▸ Work to complete
List every line of the items below that contains the string "lettering", treating uppercase and lowercase letters as different.

(Items from an annotation dataset)

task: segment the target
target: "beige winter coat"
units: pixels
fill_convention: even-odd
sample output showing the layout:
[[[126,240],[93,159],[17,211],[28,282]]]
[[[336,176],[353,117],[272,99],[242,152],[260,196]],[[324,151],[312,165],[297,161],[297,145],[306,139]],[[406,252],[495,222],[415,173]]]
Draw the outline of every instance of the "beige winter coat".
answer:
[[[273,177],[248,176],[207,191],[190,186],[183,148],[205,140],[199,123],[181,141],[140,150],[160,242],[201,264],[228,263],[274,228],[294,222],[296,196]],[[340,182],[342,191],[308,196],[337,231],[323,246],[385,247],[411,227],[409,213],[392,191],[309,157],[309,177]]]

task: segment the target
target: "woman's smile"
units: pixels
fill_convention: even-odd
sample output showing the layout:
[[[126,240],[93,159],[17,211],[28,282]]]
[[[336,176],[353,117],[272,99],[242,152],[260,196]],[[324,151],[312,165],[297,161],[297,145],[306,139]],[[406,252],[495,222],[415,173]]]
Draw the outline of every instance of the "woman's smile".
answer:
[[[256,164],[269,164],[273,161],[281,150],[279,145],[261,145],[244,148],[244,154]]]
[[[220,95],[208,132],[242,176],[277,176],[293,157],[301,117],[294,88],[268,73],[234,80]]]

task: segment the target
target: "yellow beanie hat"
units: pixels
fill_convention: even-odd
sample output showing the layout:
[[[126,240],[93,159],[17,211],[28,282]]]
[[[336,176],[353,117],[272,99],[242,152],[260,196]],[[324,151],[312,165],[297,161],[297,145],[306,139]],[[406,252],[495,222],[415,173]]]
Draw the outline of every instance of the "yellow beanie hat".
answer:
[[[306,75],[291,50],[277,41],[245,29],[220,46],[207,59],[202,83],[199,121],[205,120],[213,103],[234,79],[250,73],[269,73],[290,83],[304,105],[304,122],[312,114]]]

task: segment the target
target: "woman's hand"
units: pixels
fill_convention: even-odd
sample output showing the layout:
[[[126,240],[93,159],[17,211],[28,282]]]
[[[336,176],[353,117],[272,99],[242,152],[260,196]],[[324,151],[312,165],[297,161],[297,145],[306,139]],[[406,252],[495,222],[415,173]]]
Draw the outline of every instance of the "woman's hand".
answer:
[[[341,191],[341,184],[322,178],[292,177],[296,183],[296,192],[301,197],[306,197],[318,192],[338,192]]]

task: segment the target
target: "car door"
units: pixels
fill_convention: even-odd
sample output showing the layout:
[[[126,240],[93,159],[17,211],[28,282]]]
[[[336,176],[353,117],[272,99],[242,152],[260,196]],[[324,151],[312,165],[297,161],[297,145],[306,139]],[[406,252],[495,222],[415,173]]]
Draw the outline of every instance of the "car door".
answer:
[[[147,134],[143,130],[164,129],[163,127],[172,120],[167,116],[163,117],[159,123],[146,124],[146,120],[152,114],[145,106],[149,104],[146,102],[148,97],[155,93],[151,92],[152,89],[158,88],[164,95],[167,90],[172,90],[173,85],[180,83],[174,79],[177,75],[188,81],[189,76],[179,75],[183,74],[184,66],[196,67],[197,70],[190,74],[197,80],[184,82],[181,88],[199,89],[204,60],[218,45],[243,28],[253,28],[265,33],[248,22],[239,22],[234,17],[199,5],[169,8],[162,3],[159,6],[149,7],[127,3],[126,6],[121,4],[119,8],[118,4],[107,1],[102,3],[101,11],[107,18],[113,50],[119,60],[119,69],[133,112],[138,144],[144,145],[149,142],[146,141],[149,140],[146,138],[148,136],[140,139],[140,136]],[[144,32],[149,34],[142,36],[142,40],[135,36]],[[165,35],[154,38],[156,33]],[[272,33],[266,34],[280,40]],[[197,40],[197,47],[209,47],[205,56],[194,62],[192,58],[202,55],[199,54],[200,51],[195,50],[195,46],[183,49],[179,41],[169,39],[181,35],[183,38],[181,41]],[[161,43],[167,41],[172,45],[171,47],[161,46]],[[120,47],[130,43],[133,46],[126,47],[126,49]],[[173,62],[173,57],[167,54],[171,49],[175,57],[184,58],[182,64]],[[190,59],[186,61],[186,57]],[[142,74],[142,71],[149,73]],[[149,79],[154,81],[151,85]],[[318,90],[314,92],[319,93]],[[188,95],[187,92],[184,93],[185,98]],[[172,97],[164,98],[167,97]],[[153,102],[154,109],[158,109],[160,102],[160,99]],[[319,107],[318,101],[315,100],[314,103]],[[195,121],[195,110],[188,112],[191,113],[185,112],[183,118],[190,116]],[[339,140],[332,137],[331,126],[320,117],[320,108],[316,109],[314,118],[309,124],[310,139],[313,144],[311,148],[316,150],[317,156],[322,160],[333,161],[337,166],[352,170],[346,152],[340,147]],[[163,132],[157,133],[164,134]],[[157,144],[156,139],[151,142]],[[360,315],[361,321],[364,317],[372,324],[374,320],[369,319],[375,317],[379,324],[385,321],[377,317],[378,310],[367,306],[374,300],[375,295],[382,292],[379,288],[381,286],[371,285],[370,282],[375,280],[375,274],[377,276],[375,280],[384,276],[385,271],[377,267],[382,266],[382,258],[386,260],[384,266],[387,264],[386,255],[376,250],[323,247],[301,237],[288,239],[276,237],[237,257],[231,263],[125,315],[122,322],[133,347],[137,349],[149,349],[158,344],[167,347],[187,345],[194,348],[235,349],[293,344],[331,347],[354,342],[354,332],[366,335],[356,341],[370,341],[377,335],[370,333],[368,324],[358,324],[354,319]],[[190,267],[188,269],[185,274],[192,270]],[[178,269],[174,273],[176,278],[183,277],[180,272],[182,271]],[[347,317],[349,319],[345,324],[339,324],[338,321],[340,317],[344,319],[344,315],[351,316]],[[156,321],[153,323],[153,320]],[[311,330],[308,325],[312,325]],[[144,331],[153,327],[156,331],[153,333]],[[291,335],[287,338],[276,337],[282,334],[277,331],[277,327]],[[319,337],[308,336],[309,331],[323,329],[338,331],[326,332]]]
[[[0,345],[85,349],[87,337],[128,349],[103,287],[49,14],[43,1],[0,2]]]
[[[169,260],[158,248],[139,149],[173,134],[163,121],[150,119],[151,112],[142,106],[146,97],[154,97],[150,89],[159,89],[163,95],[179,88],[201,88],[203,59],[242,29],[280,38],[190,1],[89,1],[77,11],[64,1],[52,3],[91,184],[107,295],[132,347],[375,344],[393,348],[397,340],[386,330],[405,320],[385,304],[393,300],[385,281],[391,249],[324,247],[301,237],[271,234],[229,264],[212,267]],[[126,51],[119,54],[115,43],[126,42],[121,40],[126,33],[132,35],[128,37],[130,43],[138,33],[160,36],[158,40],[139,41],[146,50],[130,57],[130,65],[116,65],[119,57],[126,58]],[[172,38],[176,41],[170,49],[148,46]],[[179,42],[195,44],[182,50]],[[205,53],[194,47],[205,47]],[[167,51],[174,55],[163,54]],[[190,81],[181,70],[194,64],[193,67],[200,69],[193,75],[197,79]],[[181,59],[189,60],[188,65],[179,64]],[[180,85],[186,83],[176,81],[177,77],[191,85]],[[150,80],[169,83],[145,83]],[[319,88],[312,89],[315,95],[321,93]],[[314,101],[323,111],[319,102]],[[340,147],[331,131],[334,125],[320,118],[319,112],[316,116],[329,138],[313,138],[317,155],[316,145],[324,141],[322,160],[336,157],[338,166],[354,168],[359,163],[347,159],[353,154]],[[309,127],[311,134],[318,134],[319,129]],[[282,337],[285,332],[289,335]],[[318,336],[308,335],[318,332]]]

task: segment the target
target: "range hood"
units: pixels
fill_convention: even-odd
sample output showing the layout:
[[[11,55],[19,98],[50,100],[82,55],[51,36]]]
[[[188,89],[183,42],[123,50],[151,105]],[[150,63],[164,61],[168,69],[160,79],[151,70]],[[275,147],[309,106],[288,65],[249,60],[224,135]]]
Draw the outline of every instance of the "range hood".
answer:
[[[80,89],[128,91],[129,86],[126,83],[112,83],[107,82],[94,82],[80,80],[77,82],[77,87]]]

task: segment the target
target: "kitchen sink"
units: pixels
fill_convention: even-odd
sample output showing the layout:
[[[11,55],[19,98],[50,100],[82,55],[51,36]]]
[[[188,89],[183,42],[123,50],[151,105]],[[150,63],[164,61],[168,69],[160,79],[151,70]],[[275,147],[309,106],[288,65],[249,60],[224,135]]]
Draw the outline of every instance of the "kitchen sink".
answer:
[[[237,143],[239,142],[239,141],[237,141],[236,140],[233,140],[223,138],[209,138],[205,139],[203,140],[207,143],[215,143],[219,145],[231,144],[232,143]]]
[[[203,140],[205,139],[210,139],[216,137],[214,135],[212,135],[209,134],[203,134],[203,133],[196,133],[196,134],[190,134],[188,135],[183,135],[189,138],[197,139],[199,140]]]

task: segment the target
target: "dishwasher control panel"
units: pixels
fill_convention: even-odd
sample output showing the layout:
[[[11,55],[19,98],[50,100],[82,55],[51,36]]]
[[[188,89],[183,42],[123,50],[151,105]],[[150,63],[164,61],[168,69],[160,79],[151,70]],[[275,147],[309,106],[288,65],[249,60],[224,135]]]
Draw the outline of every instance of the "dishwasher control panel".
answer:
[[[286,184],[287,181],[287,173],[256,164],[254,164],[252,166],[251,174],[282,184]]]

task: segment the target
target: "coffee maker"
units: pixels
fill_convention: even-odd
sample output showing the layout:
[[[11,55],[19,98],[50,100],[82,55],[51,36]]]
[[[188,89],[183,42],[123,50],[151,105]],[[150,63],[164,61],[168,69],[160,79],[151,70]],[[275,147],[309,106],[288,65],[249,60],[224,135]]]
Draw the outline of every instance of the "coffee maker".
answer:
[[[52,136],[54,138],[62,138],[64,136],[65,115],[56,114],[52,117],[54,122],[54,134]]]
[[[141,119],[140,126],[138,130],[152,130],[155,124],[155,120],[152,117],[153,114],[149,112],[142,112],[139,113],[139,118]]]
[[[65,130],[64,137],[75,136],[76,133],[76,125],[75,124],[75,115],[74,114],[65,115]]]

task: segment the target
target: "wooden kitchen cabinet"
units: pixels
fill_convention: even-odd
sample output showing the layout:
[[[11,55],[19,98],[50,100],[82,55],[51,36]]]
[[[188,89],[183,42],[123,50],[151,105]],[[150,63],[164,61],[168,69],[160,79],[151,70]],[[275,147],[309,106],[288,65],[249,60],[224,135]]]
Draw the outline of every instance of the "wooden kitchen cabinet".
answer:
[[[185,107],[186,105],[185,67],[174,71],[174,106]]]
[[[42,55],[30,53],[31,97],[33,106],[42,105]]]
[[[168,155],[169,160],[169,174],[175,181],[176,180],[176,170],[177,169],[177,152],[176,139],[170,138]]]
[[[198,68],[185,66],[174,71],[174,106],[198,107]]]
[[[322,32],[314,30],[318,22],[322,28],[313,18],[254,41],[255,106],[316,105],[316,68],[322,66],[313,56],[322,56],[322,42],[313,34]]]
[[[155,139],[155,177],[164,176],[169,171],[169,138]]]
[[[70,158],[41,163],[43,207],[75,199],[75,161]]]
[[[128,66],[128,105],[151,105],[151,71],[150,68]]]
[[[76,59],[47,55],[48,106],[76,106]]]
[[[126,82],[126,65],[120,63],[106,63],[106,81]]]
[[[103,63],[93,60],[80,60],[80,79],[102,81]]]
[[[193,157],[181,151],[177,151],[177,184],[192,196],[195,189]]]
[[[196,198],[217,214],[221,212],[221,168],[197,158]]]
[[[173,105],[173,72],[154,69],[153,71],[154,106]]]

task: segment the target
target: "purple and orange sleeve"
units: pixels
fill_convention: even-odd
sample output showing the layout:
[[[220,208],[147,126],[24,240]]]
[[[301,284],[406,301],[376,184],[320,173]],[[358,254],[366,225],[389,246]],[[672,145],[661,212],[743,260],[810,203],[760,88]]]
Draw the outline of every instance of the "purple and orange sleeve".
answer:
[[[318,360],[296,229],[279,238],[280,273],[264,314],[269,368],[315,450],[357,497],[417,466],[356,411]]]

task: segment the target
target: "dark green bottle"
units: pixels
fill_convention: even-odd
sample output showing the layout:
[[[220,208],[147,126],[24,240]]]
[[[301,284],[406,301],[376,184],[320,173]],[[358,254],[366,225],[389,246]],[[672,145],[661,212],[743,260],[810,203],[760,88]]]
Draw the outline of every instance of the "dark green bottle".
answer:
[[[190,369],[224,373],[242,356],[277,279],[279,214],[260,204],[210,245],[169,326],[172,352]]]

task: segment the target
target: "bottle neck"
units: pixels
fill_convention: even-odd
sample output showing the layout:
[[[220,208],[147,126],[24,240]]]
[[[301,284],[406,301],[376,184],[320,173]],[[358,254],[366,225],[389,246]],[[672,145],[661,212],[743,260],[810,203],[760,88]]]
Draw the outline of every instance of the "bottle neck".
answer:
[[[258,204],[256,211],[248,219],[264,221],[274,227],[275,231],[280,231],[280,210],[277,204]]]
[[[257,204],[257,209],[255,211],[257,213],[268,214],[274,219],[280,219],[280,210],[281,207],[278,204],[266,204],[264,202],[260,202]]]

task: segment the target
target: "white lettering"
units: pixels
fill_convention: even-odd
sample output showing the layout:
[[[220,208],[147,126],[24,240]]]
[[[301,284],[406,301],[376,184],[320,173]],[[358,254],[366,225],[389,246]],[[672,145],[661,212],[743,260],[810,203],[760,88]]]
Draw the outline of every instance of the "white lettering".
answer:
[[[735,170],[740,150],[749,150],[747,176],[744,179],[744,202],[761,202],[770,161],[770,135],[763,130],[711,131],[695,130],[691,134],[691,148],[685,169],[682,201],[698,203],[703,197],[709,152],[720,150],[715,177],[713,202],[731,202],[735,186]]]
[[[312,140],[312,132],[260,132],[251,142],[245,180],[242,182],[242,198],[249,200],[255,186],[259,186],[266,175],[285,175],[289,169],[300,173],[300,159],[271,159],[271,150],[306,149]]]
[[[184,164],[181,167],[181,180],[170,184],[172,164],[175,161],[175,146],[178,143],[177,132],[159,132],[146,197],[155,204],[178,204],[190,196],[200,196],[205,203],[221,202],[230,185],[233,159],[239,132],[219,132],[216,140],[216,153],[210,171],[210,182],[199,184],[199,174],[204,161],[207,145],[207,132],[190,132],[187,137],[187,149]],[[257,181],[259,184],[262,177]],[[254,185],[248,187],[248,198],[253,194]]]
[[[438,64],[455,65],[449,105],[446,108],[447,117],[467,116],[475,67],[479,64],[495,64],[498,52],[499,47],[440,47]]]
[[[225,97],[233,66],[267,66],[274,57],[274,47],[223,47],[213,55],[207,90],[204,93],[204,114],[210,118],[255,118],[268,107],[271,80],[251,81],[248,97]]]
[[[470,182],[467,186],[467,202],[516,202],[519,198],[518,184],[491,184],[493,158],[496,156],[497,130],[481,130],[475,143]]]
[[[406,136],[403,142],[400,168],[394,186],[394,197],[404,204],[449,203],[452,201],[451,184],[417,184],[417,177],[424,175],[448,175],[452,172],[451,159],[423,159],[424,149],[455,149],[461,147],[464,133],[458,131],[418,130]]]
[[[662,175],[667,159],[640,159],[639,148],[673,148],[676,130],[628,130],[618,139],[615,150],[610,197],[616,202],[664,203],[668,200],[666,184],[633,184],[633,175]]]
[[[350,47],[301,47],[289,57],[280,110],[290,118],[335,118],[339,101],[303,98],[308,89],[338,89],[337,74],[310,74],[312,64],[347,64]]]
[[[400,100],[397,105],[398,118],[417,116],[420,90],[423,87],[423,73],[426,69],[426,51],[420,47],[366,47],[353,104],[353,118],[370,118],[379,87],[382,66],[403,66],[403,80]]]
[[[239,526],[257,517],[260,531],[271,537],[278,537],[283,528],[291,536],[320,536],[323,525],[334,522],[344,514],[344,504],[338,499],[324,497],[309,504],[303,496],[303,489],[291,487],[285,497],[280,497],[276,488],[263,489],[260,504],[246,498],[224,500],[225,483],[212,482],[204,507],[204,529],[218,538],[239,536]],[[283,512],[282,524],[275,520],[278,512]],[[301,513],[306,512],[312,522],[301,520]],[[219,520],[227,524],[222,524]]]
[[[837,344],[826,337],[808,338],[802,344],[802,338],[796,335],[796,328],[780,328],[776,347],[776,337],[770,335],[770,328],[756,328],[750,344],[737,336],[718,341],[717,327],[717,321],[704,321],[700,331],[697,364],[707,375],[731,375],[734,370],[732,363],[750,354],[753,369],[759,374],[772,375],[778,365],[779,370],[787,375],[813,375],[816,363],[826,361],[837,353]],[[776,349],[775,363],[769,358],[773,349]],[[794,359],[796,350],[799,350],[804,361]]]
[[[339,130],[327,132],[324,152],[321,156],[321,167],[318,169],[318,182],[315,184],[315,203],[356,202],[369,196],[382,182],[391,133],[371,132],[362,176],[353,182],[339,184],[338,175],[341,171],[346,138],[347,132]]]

▸ Exercise answer
target: "white lettering"
Draw the outline of every instance of the "white lettering".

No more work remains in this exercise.